ASSIGNMENT: Quote the Mark Cuban hospital article below word for word, in full.

SELECTED EXCERPT:
If Mark Cuban bought a hospital, he says he would run it like a startup: eliminate unnecessary overhead, prioritize radical transparency, pay physicians well and use AI to root out inefficiencies.
Speaking on “The Healthcare Bridge” podcast with Nathan Kaufman, managing director and founder of Kaufman Strategic Advisors, Mr. Cuban — co-founder of Cost Plus Drugs Co. — discussed how he believes hospitals could be operated differently.
“You’ve got to be able to get down like any other startup,” he said. “You’ve got to think of your hospital as a startup, and your first doctors as your first employees or your partners.”
Mr. Cuban questioned traditional hospital cost structures, pointing to what he sees as unnecessary spending.
He said he would design a hospital with minimal overhead: no lavish amenities, fewer consultants and no unnecessary administrative layers. Instead, he suggested a lean model that avoids expensive infrastructure, relies on essential technology and outsources services when necessary.
The foundation of his approach would focus on simplifying operations, eliminating ancillary services and building trust.
“It is the same with Cost Plus Drugs. Our margins are only 15% but I know that the key element for me is how I build trust, and the way to build trust is by having a set margin,” Mr. Cuban said. “If I did buy a hospital … I would get rid of all the ancillaries and market it much like we do Cost Plus Drugs and pay my doctors more. We don’t have many employees, but we pay them well.”

Region-pointing data:
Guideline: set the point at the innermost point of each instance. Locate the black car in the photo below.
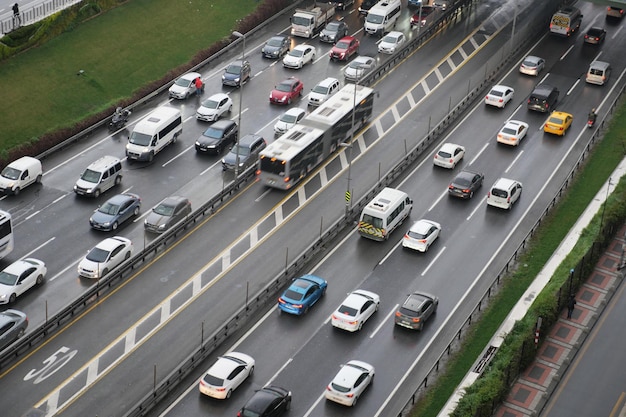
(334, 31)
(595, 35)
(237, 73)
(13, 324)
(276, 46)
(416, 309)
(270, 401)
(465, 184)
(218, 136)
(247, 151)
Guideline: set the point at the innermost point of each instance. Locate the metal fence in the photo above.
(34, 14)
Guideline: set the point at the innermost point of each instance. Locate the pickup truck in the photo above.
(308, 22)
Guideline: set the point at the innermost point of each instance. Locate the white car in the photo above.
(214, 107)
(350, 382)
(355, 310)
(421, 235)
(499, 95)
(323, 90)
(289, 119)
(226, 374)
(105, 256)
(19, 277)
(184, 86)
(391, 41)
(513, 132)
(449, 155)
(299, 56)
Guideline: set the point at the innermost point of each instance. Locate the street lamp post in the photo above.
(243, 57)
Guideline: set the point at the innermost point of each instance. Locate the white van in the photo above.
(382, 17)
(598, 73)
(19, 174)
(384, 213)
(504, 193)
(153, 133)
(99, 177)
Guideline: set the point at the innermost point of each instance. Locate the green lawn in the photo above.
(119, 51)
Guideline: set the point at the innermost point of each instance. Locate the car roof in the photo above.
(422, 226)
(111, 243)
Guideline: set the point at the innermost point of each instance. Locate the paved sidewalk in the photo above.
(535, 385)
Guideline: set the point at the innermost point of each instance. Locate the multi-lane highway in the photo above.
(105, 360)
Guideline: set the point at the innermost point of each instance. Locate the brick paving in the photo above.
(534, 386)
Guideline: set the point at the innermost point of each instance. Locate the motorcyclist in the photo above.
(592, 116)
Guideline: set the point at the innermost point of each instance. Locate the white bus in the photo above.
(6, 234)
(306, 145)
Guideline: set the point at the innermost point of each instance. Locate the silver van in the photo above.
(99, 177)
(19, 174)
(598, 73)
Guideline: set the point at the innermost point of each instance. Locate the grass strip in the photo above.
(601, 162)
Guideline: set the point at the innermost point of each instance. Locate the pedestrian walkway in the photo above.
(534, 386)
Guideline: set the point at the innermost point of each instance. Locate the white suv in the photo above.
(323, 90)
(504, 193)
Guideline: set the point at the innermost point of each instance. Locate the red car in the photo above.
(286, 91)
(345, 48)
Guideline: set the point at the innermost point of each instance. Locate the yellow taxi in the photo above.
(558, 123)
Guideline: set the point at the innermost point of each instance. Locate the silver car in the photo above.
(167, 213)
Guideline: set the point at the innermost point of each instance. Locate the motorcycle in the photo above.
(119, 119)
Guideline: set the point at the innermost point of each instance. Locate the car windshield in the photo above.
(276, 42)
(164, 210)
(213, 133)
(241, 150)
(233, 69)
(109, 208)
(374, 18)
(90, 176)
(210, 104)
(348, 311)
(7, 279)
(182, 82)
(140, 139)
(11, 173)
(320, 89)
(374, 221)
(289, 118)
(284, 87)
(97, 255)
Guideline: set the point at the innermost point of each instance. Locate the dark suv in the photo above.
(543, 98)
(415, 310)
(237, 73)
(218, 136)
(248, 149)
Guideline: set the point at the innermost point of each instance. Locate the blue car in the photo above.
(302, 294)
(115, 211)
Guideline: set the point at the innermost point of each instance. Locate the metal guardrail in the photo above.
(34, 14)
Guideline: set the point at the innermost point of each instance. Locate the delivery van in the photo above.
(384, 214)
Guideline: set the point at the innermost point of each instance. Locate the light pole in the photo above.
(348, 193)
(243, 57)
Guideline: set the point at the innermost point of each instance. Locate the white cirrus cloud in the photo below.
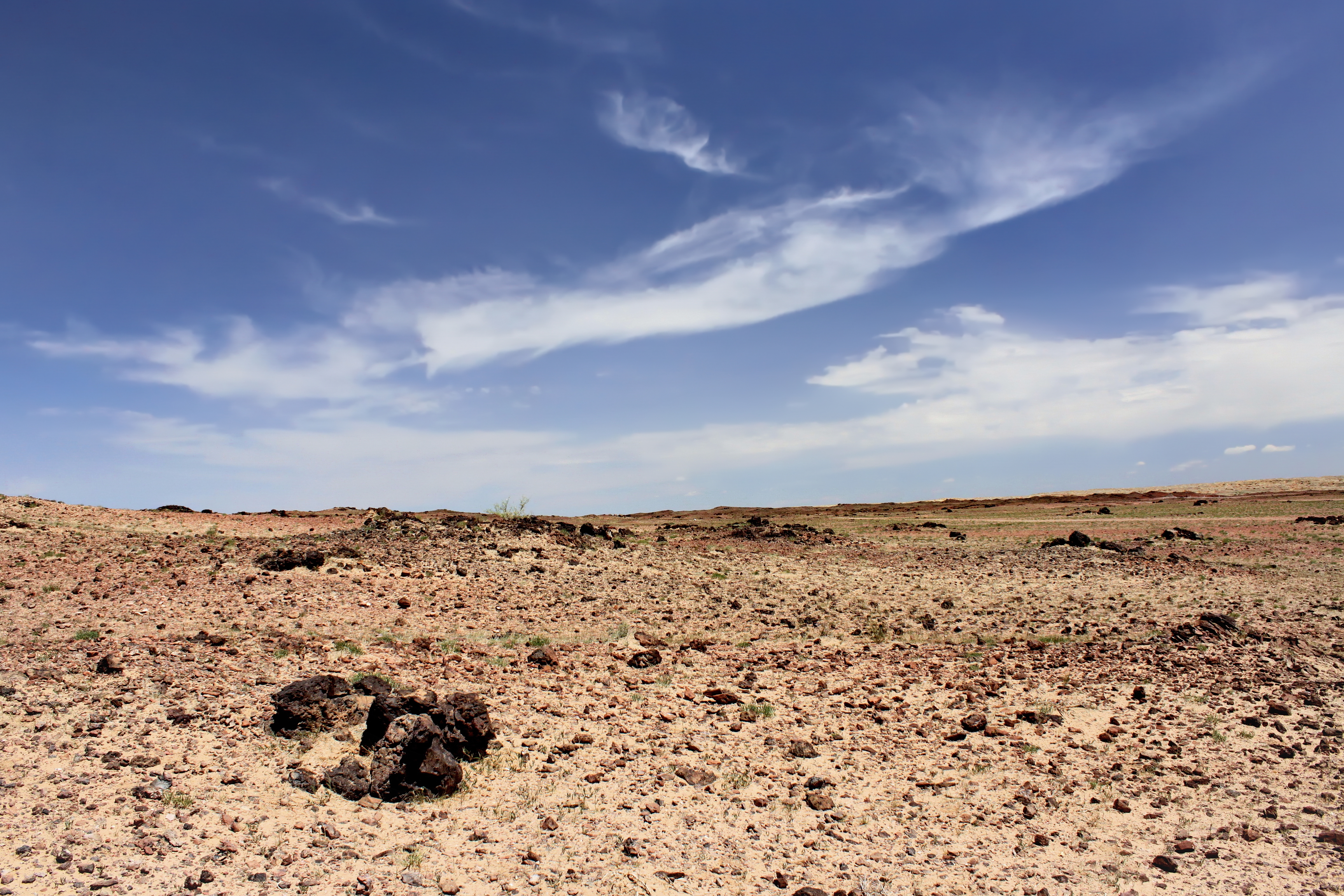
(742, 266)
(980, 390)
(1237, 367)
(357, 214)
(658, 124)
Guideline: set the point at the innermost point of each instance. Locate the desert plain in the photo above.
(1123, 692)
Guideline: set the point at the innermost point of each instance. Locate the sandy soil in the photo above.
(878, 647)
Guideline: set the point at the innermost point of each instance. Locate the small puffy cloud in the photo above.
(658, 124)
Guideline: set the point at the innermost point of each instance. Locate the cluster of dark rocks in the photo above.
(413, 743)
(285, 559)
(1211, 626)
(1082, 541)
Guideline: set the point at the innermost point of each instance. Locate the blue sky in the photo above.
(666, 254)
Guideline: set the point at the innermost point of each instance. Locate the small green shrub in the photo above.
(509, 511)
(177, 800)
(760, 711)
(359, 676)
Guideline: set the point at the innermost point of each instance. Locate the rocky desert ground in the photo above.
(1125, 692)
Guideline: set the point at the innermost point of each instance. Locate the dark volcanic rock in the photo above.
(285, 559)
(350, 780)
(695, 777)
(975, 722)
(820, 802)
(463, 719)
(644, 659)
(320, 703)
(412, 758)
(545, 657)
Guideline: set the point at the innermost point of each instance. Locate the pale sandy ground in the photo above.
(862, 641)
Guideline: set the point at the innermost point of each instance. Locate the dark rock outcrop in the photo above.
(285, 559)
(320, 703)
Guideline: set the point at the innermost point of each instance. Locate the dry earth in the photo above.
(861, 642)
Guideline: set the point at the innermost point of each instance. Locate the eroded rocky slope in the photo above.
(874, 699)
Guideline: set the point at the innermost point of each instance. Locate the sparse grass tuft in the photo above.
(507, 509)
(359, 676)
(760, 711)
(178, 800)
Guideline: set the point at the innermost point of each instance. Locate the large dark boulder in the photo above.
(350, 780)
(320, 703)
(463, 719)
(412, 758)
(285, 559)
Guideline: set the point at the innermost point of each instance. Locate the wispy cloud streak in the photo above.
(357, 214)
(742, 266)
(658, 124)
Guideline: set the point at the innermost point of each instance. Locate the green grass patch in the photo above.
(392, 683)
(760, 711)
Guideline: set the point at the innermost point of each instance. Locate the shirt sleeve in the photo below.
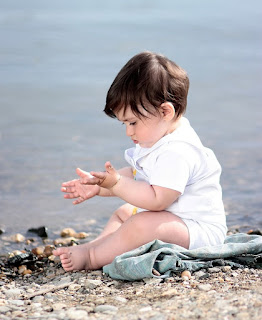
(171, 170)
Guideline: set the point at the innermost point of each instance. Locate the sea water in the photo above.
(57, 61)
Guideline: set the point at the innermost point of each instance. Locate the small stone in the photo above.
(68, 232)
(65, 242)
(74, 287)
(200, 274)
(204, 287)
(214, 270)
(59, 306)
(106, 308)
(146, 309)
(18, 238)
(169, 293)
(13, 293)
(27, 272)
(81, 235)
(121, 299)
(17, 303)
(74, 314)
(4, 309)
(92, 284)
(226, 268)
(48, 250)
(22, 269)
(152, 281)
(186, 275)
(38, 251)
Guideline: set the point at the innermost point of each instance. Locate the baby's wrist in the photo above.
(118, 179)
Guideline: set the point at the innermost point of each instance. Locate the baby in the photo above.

TASK OUTPUT:
If Mark Cuban bought a hospital, he says he would run it like a startup: eliminate unnecessary overhead, prioritize radical transparency, pay physicians well and use AI to root out inefficiencies.
Speaking on “The Healthcare Bridge” podcast with Nathan Kaufman, managing director and founder of Kaufman Strategic Advisors, Mr. Cuban — co-founder of Cost Plus Drugs Co. — discussed how he believes hospitals could be operated differently.
“You’ve got to be able to get down like any other startup,” he said. “You’ve got to think of your hospital as a startup, and your first doctors as your first employees or your partners.”
Mr. Cuban questioned traditional hospital cost structures, pointing to what he sees as unnecessary spending.
He said he would design a hospital with minimal overhead: no lavish amenities, fewer consultants and no unnecessary administrative layers. Instead, he suggested a lean model that avoids expensive infrastructure, relies on essential technology and outsources services when necessary.
The foundation of his approach would focus on simplifying operations, eliminating ancillary services and building trust.
“It is the same with Cost Plus Drugs. Our margins are only 15% but I know that the key element for me is how I build trust, and the way to build trust is by having a set margin,” Mr. Cuban said. “If I did buy a hospital … I would get rid of all the ancillaries and market it much like we do Cost Plus Drugs and pay my doctors more. We don’t have many employees, but we pay them well.”